Lyrics and composition
"Scared to Live" has been described as a synth-pop ballad that maintains the strong traditional pop and adult contemporary sonics of John's "Your Song". Lyrically, it details the ending of a relationship the Weeknd had with a former lover that left them questioning if they could ever discover love again. The Weeknd encourages his past partner to move on from their past and find themselves, apologizing for the faults he made while still yearning for the connection that they once had.

Critical reception
The song received universal critical acclaim and was considered a highlight from its parent album, with the ballad's minimalistic nature, sincere lyrics, and the Weeknd's vocals receiving particular praise. Journalists also commended the maturity in the song's lyrics, while noting its sound as being reminiscent of ballads performed by Phil Collins in the past. Vibe writer Jack Riedy complimented the imagery, “The listener can practically see the disco ball spinning over a gaggle of youths at their prom’s last dance as Tesfaye urges them don’t be scared to live again”.

Record excerpts:
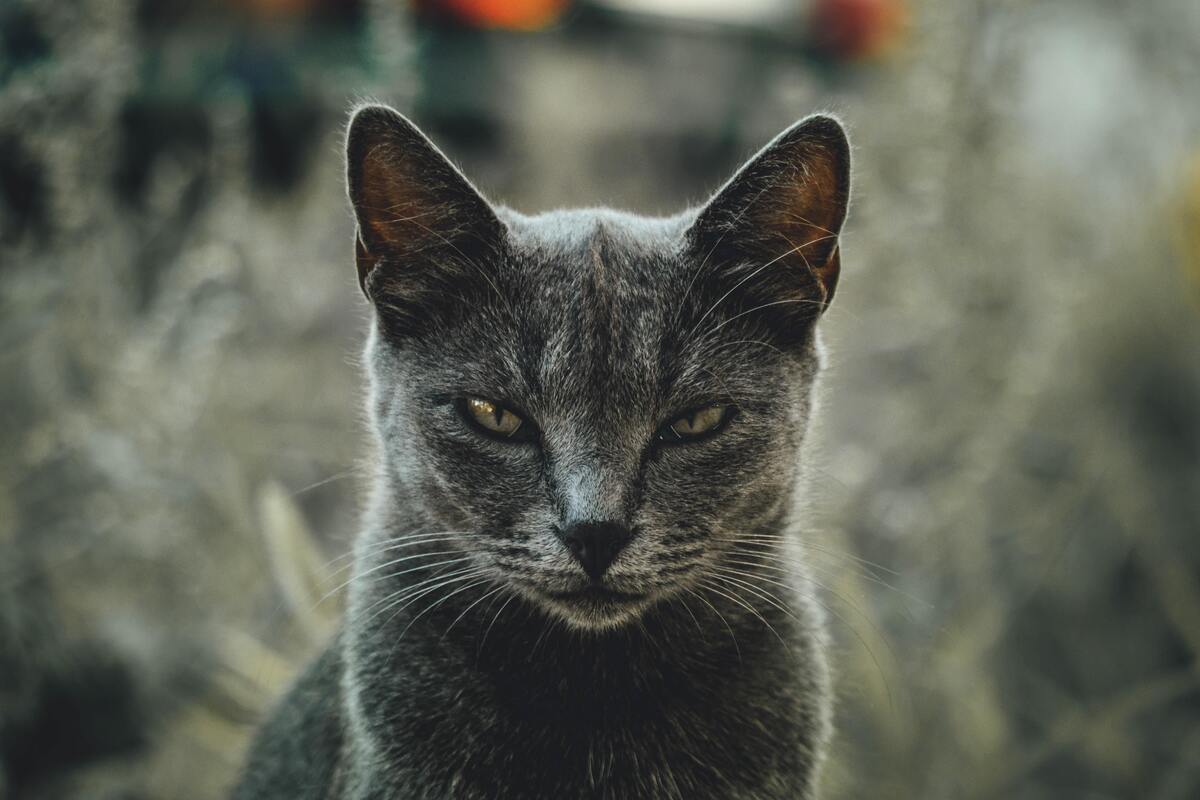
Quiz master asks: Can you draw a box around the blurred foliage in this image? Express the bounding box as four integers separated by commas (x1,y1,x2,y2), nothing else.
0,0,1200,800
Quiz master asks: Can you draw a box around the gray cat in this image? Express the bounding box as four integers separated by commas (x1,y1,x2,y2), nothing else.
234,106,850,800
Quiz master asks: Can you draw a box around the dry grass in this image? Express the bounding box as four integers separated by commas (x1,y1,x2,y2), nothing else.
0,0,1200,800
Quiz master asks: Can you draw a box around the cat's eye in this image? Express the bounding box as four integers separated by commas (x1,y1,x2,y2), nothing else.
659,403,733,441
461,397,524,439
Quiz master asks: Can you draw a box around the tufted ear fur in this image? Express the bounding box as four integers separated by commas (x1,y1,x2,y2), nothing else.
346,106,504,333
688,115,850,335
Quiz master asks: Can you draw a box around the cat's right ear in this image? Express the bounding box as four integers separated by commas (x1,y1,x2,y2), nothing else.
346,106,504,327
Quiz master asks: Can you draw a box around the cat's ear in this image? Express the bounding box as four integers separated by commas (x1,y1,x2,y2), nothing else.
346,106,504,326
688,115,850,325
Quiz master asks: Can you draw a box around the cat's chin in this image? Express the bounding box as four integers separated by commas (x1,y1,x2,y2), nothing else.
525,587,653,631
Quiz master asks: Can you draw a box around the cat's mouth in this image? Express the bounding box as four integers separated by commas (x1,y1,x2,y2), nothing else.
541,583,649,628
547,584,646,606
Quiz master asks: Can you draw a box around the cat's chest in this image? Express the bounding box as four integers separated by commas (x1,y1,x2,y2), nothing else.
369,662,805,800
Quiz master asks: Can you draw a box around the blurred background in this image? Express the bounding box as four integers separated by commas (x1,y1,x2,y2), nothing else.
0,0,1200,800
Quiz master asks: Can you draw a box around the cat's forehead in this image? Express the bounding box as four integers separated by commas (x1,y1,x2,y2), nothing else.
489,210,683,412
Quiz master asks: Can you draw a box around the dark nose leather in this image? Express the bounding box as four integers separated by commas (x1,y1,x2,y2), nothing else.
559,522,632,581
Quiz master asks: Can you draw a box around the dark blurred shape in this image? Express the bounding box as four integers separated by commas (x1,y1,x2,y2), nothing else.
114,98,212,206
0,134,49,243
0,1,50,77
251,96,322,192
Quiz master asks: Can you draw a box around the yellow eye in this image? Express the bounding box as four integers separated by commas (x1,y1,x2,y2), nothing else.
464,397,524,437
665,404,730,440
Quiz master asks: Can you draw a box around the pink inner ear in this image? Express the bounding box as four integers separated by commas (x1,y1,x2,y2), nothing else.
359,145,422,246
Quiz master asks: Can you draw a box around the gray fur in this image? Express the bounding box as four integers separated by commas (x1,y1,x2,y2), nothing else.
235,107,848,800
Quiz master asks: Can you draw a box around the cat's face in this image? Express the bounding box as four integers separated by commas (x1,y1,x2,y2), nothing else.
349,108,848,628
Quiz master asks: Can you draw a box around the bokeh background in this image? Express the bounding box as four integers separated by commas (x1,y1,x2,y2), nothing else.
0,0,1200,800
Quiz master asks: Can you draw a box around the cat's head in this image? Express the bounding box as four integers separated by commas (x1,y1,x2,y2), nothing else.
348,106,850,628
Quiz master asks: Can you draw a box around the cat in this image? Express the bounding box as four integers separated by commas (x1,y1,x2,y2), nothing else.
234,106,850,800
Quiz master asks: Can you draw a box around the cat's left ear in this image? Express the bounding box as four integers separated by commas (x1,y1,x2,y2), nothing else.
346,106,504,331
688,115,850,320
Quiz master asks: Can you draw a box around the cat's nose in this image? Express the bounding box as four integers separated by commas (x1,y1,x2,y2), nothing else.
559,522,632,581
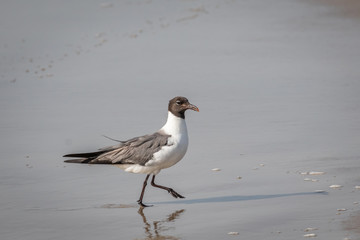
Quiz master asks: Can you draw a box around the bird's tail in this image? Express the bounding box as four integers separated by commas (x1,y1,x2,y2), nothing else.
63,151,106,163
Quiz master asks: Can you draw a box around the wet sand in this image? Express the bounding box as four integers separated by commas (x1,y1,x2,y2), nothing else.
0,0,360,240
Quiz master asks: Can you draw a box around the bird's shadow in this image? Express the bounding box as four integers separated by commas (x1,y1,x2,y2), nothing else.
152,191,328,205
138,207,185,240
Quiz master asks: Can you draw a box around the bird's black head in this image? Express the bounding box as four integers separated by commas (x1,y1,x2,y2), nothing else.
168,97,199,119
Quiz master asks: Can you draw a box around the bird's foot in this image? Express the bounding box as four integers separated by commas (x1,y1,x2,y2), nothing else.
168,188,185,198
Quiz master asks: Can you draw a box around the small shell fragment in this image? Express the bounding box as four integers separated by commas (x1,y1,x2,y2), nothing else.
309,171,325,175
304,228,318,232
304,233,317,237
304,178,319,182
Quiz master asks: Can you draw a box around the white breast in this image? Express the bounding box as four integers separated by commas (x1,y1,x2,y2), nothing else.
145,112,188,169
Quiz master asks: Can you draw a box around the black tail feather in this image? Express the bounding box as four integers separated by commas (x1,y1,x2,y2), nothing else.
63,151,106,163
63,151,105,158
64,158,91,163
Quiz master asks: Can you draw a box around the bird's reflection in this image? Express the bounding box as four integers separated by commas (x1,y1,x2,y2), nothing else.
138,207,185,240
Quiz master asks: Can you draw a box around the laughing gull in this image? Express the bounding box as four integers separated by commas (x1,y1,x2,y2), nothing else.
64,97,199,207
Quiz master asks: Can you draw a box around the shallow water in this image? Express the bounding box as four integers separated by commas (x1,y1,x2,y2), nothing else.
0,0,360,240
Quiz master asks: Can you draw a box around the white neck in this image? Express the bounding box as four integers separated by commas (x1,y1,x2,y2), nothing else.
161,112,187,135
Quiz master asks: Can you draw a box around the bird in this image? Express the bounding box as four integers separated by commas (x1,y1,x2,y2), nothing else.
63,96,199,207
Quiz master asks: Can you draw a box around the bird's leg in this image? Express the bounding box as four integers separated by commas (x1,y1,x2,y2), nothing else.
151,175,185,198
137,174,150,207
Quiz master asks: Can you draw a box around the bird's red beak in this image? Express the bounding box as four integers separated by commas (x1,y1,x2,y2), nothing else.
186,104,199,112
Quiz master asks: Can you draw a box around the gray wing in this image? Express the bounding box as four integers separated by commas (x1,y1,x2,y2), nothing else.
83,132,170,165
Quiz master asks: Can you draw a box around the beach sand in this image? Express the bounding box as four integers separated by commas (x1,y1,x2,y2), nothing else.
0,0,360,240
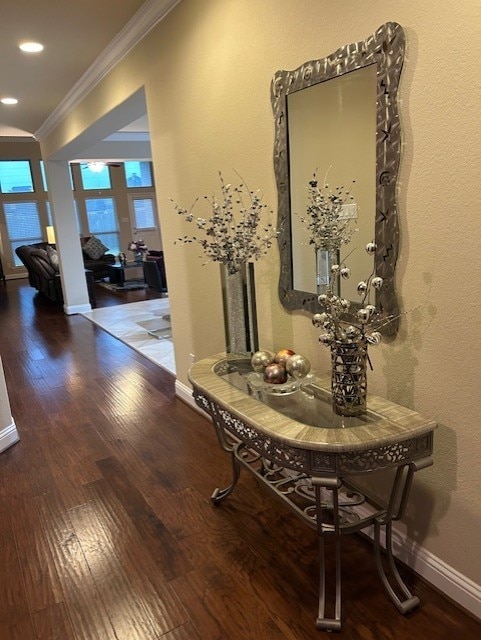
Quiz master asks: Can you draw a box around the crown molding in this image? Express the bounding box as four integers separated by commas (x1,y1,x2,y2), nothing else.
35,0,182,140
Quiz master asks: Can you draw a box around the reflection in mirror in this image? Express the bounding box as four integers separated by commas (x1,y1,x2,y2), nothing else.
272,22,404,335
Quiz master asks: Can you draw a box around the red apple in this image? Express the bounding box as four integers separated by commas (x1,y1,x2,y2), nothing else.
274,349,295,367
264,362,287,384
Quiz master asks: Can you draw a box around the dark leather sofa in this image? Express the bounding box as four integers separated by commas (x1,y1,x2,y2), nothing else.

The tasks:
#1 In the passage about the song, swap "relationship" for "romance" and write out the part starting at "Lyrics and composition" and ending at "they once had.".
#2 Write out the rows starting at the line that contains "the bird's shadow" and ending at the line that contains "64,158,91,163", keeping every character the same.
The passage about the song and the rows have nothing to do with each other.

The answers:
#1
Lyrics and composition
"Scared to Live" has been described as a synth-pop ballad that maintains the strong traditional pop and adult contemporary sonics of John's "Your Song". Lyrically, it details the ending of a romance the Weeknd had with a former lover that left them questioning if they could ever discover love again. The Weeknd encourages his past partner to move on from their past and find themselves, apologizing for the faults he made while still yearning for the connection that they once had.

#2
Quiz master asks: Can you draw a box around the bird's shadow in this image? Express the bounding box as four integers separated by commas (x1,y1,x2,y2), nothing else.
152,191,328,205
138,207,185,240
Quiz master asks: Can you draw a box around the bird's black head in this image? Express the bounding box as four integers separated by commas (x1,y1,x2,y2), nothing else.
168,97,199,119
Quiz master asks: Can you draw a box around the bird's foot in this image? Express the bounding box as four integers separated by commas (x1,y1,x2,y2), nothing else.
168,188,185,198
Quiz master asks: Can you draw a box around the small shell fragment in this image? Express the bounding box as four integers separated by commas (x1,y1,x2,y2), nothing else.
309,171,325,175
304,228,318,232
304,233,317,237
304,178,319,182
Quiz master asks: Can you draw a box around the white breast in this image? Express the bounding box as four integers separated by commas (x1,y1,x2,y2), nothing else.
145,112,188,169
Quiz master asks: Can you draw a box around the black tail feather in this image? Express the bounding box as four integers separated by commas (x1,y1,x2,y2), nothing else.
63,151,106,163
63,151,105,158
64,158,91,163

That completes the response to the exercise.